SHORT EXERCISE: Copy out the listing below line for line, without changing anything, and leave out the pictures.

(Entries from a pointing dataset)
# # # #
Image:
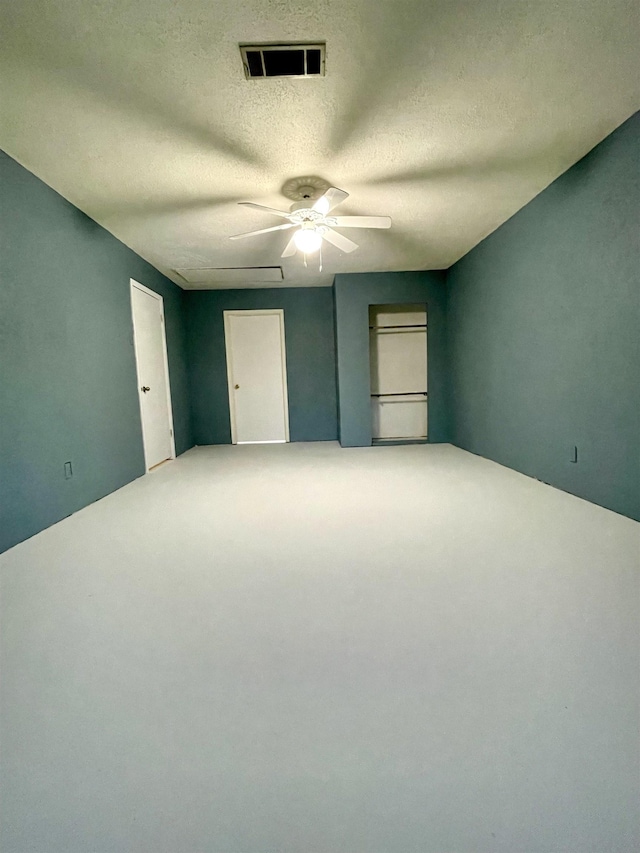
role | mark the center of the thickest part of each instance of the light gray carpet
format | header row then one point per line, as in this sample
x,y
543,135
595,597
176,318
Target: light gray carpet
# # # #
THE RESPONSE:
Image:
role | mark the center of the thickest part of each instance of the light gray carpet
format | header row then one point per line, as in this sample
x,y
543,135
595,597
176,318
Target: light gray carpet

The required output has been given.